[What to do]:
Copy out the records below word for word, from the line containing "Could you please outline every instance of the small" down to the end of the records.

[Provided information]:

— begin —

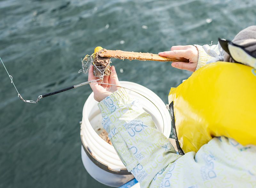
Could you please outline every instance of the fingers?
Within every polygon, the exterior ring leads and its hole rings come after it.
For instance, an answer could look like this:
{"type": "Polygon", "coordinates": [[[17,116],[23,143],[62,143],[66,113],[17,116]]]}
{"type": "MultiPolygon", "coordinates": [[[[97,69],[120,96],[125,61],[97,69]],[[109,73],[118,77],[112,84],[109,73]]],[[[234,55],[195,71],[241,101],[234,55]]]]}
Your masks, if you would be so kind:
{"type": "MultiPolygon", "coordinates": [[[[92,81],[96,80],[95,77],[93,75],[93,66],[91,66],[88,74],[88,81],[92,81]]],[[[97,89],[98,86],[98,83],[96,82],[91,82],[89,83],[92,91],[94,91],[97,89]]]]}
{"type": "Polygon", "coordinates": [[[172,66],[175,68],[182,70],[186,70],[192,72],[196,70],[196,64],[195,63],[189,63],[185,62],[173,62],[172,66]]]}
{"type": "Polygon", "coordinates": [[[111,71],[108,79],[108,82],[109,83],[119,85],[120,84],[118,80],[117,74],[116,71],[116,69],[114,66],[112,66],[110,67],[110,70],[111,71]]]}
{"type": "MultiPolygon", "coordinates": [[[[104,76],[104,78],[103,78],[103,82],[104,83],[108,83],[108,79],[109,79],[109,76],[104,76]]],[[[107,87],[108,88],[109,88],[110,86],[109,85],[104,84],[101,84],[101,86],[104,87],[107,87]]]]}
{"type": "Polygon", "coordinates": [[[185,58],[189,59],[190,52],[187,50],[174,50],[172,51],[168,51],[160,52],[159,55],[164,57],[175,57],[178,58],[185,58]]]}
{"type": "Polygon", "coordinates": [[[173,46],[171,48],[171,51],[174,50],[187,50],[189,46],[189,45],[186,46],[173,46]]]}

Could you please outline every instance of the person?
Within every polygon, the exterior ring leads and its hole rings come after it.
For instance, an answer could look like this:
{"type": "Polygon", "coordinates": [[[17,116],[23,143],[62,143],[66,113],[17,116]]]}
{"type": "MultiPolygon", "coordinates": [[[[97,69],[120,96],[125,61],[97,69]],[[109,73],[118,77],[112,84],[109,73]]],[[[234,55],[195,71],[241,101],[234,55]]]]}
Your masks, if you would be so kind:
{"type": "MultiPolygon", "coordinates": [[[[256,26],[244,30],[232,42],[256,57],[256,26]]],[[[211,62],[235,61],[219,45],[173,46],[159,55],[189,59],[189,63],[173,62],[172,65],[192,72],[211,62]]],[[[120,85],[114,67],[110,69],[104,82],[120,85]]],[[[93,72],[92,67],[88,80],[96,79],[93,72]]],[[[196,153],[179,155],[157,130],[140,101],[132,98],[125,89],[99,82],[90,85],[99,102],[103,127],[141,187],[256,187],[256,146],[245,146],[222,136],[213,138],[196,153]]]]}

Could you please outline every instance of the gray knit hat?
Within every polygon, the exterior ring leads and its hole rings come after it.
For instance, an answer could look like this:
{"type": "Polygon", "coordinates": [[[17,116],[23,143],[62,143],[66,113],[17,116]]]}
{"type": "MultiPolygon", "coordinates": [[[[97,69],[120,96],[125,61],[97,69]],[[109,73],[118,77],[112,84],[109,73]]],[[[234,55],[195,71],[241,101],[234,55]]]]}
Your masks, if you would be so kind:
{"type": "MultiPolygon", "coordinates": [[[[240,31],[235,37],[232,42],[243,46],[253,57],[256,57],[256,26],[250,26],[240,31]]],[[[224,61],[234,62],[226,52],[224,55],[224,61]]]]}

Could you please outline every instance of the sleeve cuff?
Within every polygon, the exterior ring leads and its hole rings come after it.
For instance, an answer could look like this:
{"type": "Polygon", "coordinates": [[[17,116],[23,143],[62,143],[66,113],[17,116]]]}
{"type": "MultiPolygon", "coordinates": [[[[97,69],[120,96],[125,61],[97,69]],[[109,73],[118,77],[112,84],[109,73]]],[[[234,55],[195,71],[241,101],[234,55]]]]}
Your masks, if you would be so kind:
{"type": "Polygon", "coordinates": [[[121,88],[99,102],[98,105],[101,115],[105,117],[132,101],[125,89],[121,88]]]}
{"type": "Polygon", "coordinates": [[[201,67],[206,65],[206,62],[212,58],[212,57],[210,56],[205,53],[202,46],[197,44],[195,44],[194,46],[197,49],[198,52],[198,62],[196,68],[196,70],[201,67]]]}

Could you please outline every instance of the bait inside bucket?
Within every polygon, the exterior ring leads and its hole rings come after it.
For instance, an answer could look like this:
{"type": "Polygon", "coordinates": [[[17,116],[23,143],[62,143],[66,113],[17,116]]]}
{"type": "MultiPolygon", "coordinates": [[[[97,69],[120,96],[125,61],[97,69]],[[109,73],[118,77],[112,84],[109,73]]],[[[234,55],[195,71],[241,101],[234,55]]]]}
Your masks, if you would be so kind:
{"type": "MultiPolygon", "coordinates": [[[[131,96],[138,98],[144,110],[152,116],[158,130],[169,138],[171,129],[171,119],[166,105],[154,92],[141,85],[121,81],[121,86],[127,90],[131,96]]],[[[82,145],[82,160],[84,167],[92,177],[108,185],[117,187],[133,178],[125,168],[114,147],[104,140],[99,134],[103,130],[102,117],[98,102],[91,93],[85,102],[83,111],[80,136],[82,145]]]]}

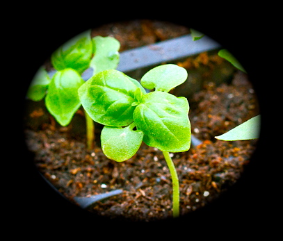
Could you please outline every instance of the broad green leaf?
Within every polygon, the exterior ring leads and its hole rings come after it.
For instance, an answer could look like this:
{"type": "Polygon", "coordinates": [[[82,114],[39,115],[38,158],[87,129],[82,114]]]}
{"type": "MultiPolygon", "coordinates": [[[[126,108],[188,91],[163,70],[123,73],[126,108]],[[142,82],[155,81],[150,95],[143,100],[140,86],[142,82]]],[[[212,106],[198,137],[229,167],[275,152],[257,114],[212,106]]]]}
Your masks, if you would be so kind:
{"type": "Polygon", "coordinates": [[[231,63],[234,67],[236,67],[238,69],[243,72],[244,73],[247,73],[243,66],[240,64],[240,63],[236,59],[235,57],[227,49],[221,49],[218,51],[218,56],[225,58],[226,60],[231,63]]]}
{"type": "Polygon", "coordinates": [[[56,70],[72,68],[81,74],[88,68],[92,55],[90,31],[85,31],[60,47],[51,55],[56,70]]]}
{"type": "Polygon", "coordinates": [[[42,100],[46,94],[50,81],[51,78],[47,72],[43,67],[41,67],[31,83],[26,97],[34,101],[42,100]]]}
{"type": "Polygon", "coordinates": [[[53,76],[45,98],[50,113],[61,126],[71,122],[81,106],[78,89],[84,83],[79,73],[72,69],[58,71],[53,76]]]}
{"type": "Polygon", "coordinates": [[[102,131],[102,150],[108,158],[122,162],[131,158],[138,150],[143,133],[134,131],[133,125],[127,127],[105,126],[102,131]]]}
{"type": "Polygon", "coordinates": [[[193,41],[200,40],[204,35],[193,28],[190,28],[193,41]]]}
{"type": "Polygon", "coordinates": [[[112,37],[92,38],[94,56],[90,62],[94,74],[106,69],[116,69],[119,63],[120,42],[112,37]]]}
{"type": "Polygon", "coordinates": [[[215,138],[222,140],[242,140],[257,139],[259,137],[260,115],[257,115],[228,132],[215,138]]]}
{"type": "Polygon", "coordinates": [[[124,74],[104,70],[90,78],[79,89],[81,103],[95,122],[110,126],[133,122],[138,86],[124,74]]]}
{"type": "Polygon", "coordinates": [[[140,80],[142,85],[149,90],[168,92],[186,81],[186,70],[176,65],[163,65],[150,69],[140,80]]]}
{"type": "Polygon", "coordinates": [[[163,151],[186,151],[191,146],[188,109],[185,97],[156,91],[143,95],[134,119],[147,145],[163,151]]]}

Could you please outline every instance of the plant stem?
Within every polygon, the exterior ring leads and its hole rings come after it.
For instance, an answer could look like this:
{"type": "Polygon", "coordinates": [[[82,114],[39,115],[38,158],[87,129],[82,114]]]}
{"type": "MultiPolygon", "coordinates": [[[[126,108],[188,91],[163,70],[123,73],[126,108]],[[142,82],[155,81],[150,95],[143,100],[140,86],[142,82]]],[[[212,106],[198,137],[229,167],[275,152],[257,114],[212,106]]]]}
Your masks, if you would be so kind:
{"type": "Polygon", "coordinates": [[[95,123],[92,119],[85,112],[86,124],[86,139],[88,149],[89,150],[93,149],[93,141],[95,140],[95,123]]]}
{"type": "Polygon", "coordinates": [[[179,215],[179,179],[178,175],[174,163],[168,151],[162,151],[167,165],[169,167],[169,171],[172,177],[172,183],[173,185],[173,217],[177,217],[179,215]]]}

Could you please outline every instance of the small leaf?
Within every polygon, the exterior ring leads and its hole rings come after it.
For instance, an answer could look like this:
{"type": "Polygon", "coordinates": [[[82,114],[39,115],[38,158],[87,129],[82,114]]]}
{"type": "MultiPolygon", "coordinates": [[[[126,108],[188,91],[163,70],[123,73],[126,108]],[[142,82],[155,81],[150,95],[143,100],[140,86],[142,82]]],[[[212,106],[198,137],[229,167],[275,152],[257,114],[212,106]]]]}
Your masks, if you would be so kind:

— end —

[Written response]:
Could you please outline every instance of the small leaf?
Within every polygon, the exterior ring leads and its hole rings come after it.
For instance, an answer could look like this:
{"type": "Polygon", "coordinates": [[[82,114],[39,115],[38,158],[87,129],[82,114]]]}
{"type": "MultiPolygon", "coordinates": [[[[126,108],[188,91],[163,70],[123,73],[126,108]],[[142,82],[155,81],[150,95],[143,100],[140,86],[142,82]]],[[[212,106],[198,137],[229,167],[275,152],[257,114],[212,106]]]]}
Your masks, if you would be so kind:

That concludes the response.